> _Passage_:
Start

Open mrgloom opened 9 years ago

mrgloom commented 9 years ago

If anyone intersted there is an example of using linear svm + hog descriptor in opencv, but opencv uses libsvm and using liblinear will be faster.

https://github.com/Itseez/opencv/blob/ddf82d0b154873510802ef75c53e628cd7b2cb13/samples/cpp/train_HOG.cpp

https://www.csie.ntu.edu.tw/~cjlin/liblinear/

ghost commented 9 years ago

Have you succeeded training your classifier accordingly ? If so, what data and pos/neg ratio did you used ? Thank you

mrgloom commented 9 years ago

My work in progress.

I think ratio between pos and neg should be 1:1 if you don't use SVM with weights.

Look here for example: http://scikit-learn.org/stable/auto_examples/svm/plot_separating_hyperplane_unbalanced.html

But then you should perform several iterations of "hard negative mining" to get hard negatives and then you should add (maybe with replacement?) these examples to your training set and retrain classifier.

if you like python you can try this: https://github.com/bikz05/object-detector

ghost commented 9 years ago

1) Indeed, in Dalal & Triggs 2005 paper, they call them "Hard Examples":

"For each detector and parameter combination a preliminary detector is trained and the 1218 negative training photos are searched exhaustively for false positives (‘hard examples’). The method is then re-trained using this augmented set (initial 12180 + hard examples) to produce the final detector. The set of hard examples is subsampled if necessary, so that the descriptors of the final training set fit into 1.7 Gb of RAM for SVM training." page 2, Datasets & Methodology.

End

> _Brief 1_:
Reproduce the portion of the thread on training a HOG-based SVM detector between "Have you succeeded" and "SVM with weights.", inclusive.
> _Brief 2_:
What ratio of positive to negative examples does the thread on training a HOG-based SVM detector recommend when an SVM without weights is used?
The material that follows is not required for this work.

> _Recorded data_:

Start

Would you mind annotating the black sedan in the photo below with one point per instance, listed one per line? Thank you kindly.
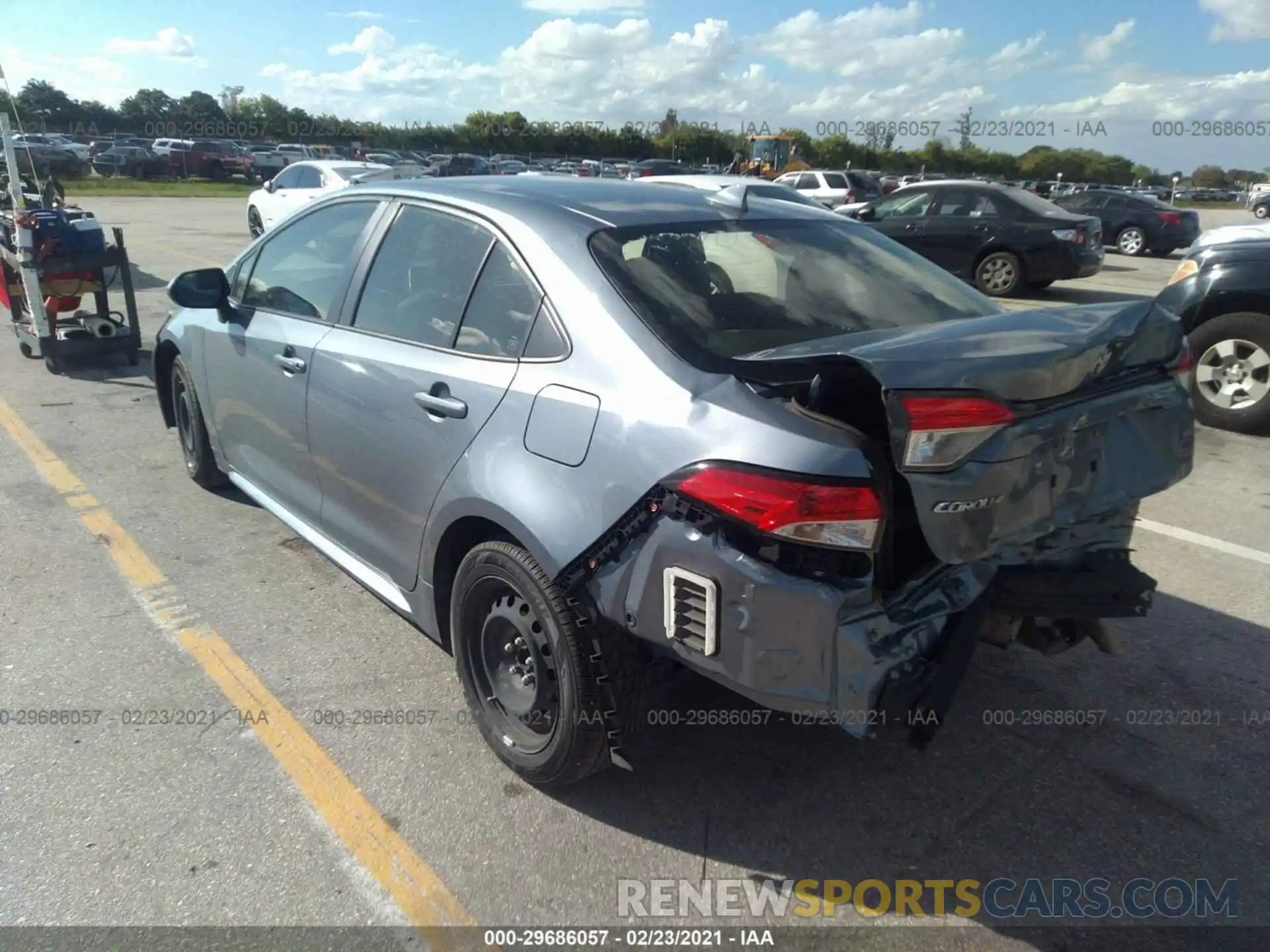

End

> _Final answer 1_:
Have you succeeded training your classifier accordingly ? If so, what data and pos/neg ratio did you used ? Thank you

mrgloom commented 9 years ago

My work in progress.

I think ratio between pos and neg should be 1:1 if you don't use SVM with weights.

> _Final answer 2_:
1:1